Problems to work on
a) Please write out the passage of the frac'ing article starting at "Industry analysts recently" and ending at "with one another.", word for word.
b) In the frac'ing article, which senator introduced legislation requiring the EPA to regulate frac'ing chemicals through the Safe Drinking Water Act?

Selected text
Laura Amos doesn’t know what not to do. One morning, she drives off to Denver to sit in on an industry conference on frac’ing, and then cruises back home to attend an evening meeting of the Grand Valley Citizens Alliance. A day later, the woman who’s informally been deemed the “Erin Brockovich of the West” spends her morning showing the area to reporters; the following day she meets with Democratic Sen. Ken Salazar’s Western Colorado aide. Every night, insomnia rouses her prematurely, and she works at her computer.

In April, Laura visited Washington, D.C., and spoke with Congressional aides and representatives from across the country, including the offices of Sen. Salazar, Democratic Rep. John Salazar and Rep. Udall, from Colorado. Her trip paid off two weeks later when Sen. Jim Jeffords, an Independent from Vermont, introduced legislation to require the EPA to regulate frac’ing chemicals through the Safe Drinking Water Act. Sen. Salazar is considering signing on.

While Amos’ story clearly had an impact in Washington, she isn’t the only one making sure her voice is heard in the Beltway.

Last October, Weston Wilson, a 30-year-veteran environmental engineer in the EPA’s Denver regional office, raised a series of questions about frac’ing. In an eighteen-page letter to the agency’s Inspector General and members of Congress, Wilson claimed the EPA’s rule failed to consider studies that showed frac’ing fluids could indeed contaminate underground drinking water. He also raised concerns that industry reps, including a technical advisor from Halliburton, dominated the scientific review panel.

The EPA is still looking into Wilson’s charges, but the whistleblower was recently sent from Colorado to Africa, where he was temporarily assigned to work on a project unrelated to the oil and gas industry. Meanwhile, new EPA Administrator Stephen Johnson spoke at the annual meeting of the Western Governors Association in Breckenridge this June and said, “Rather than the EPA being a stumbling block for energy development, I want it to be a catalyst for energy development while protecting the environment.”

Conservation groups concerned that environmental protection has become a secondary priority to energy development for the EPA are finding some new grassroots allies among the landowners of rural Garfield County.

“It’s the rape of our American West by the oil companies, with absolutely no focus on conservation,” says Cox of the Grand Valley Citizens Alliance. “And the Bush administration’s response to the problem is to drill more wells. We’re mad as hell and we’re not going to take it.”

Industry analysts recently predicted that Garfield County will be pocked with more than 10,000 wells by the end of the decade. It’s news like this that reinforces a unique bond that has developed between camps more accustomed to being at odds with one another.

“What an alliance this is creating,” marvels Carol Bell. “Environmentalists and ranchers are teaming up together.”

Study material
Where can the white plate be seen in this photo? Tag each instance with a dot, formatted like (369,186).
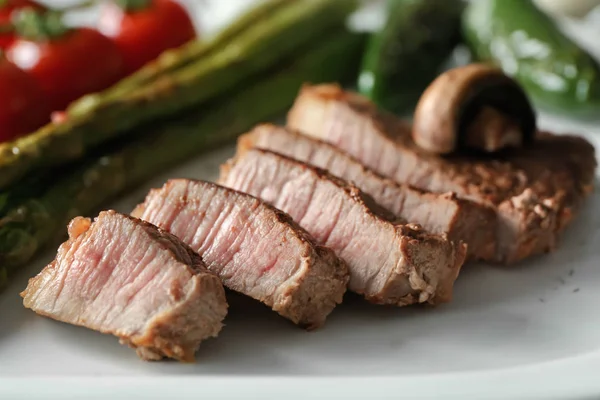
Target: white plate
(531,331)
(510,332)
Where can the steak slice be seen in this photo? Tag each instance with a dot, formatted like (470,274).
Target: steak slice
(389,263)
(535,190)
(463,220)
(123,276)
(255,249)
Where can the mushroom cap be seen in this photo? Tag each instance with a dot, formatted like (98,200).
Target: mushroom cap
(453,100)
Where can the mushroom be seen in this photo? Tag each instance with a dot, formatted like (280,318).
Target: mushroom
(477,107)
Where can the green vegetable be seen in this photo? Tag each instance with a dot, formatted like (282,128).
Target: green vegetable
(38,221)
(96,119)
(408,52)
(528,45)
(172,60)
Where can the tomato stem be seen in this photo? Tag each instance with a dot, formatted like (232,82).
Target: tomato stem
(82,5)
(133,5)
(34,25)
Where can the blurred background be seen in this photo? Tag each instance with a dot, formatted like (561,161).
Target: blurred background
(87,114)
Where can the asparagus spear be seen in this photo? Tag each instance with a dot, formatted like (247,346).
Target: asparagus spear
(172,60)
(29,227)
(95,119)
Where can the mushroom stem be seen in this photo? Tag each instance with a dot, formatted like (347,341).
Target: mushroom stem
(492,130)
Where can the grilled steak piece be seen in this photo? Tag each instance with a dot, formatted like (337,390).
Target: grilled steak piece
(389,263)
(437,213)
(535,190)
(123,276)
(255,249)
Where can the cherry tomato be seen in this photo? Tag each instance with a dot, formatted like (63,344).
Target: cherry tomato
(142,33)
(67,67)
(23,108)
(6,9)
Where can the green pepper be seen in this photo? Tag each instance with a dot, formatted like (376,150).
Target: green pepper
(409,51)
(529,46)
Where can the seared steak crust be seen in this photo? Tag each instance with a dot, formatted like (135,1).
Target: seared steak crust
(535,190)
(123,276)
(463,220)
(389,263)
(254,248)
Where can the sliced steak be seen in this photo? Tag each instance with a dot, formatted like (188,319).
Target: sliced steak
(255,249)
(389,263)
(123,276)
(535,191)
(463,220)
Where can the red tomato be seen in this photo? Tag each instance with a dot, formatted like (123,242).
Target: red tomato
(79,62)
(142,34)
(23,108)
(6,9)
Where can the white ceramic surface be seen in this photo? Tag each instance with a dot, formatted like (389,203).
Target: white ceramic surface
(531,331)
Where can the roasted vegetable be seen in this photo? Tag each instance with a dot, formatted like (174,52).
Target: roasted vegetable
(29,226)
(172,60)
(530,47)
(95,119)
(408,52)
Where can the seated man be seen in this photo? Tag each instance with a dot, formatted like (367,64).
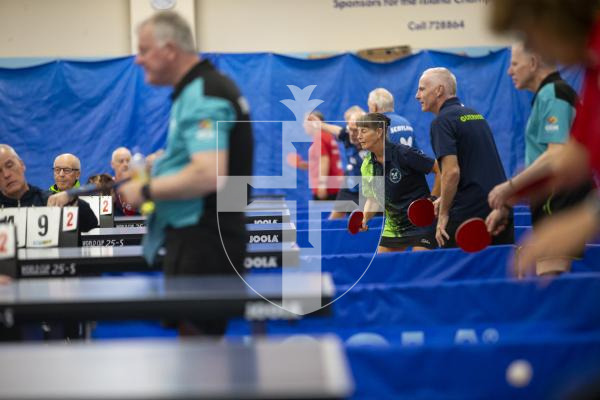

Written answers
a)
Industry analysts recently predicted that Garfield County will be pocked with more than 10,000 wells by the end of the decade. It’s news like this that reinforces a unique bond that has developed between camps more accustomed to being at odds with one another.

b) Sen. Jim Jeffords, an Independent from Vermont.